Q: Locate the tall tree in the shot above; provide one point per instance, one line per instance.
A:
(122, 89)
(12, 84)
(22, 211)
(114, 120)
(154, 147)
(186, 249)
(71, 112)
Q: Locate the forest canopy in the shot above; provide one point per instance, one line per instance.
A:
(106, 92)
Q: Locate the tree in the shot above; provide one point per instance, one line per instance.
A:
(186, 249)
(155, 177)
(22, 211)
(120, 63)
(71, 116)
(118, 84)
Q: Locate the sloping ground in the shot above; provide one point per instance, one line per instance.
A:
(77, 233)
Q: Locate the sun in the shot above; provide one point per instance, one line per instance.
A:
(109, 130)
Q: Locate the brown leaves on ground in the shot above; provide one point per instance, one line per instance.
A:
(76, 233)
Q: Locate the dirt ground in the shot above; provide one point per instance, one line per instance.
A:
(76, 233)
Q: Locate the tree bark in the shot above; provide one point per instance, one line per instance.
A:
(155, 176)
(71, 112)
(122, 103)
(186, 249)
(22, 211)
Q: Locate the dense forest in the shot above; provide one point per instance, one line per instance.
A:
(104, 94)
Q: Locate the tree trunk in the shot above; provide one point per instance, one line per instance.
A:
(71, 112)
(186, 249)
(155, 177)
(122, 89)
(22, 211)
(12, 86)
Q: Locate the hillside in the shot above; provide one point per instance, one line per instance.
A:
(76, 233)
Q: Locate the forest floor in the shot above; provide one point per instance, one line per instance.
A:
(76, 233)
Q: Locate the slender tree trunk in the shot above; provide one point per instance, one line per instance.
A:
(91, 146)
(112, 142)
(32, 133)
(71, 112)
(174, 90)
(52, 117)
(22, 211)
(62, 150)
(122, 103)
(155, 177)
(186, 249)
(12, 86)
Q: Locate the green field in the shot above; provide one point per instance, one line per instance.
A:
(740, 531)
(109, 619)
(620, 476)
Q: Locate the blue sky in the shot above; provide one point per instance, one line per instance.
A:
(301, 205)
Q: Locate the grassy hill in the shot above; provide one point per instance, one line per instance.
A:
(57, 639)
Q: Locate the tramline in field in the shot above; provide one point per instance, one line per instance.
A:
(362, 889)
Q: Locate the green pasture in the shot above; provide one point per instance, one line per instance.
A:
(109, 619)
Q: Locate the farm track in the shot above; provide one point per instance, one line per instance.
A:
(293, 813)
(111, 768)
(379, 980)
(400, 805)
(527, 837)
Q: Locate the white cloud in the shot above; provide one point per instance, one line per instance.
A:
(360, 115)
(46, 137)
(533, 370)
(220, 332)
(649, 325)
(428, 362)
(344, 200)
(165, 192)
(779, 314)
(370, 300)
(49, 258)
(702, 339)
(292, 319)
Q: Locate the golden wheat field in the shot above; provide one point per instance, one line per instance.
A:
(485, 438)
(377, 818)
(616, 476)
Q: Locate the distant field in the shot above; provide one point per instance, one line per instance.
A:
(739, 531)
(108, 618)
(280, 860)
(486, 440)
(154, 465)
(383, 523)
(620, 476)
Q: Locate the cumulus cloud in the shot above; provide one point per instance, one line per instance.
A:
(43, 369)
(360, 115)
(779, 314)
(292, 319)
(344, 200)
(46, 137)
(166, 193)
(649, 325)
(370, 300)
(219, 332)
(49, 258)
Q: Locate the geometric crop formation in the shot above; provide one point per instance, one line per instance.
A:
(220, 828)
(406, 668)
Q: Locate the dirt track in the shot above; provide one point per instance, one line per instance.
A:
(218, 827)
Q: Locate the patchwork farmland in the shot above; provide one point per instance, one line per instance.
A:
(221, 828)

────────────────

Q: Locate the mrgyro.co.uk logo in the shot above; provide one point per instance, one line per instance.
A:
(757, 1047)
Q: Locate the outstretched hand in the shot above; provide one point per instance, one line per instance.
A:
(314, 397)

────────────────

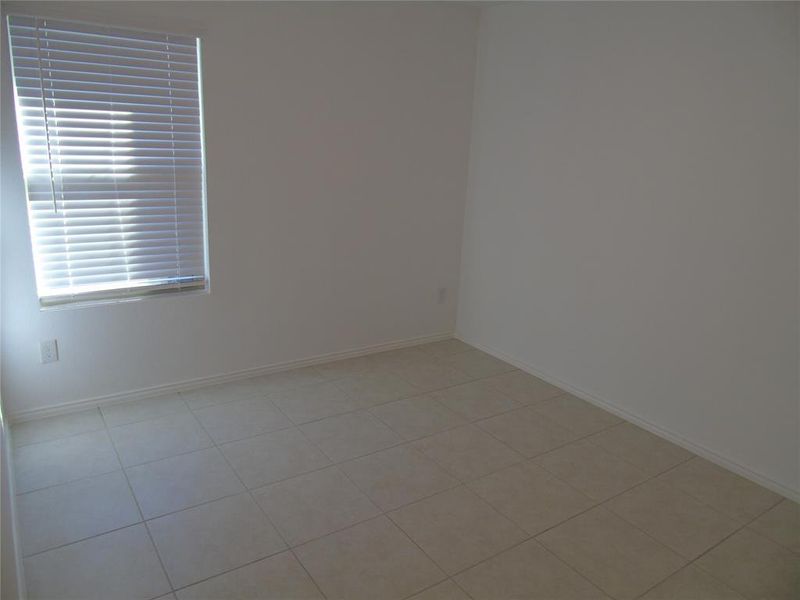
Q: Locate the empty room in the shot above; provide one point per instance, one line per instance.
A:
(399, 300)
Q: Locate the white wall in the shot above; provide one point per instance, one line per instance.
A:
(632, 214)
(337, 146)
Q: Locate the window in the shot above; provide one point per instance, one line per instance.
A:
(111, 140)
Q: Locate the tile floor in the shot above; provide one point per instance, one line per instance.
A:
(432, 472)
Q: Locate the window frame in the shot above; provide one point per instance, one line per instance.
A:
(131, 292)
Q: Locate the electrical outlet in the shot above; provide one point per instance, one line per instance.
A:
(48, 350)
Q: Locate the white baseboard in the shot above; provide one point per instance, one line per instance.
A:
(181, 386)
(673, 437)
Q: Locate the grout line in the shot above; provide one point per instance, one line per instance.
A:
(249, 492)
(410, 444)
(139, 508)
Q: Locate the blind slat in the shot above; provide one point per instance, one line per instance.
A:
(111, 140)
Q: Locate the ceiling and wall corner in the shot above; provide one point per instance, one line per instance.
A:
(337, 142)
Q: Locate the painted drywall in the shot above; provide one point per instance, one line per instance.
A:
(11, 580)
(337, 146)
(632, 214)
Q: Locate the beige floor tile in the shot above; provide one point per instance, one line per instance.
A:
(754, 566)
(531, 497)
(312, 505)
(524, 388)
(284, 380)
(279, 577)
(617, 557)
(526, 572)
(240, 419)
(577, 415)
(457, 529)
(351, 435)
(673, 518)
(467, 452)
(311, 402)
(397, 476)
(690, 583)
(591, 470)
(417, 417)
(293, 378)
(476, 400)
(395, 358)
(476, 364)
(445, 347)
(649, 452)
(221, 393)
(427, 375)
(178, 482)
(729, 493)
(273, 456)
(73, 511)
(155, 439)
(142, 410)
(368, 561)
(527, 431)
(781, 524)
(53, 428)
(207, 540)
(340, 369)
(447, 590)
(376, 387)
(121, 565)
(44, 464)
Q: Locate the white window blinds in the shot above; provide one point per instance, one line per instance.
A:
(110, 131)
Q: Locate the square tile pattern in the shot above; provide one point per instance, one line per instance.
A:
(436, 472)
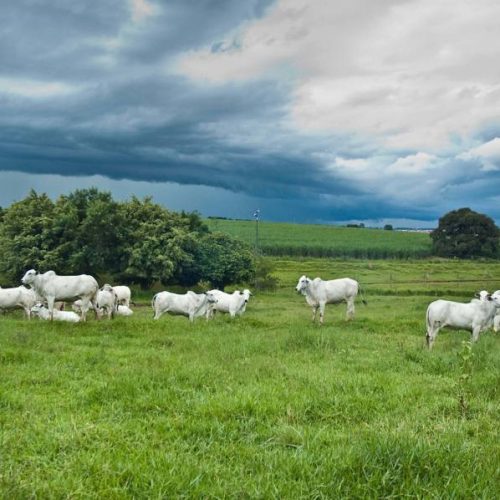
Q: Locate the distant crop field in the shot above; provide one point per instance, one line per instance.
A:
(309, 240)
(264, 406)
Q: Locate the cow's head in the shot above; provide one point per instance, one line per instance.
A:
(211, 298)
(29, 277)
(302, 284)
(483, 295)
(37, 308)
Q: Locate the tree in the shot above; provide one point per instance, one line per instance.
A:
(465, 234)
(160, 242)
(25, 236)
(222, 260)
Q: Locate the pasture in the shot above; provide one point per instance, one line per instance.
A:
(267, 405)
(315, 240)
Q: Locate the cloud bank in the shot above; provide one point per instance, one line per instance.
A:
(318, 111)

────────────────

Your instructions:
How many lines of the data above contain the string "green", with case counting? Reply with the number only.

Response:
2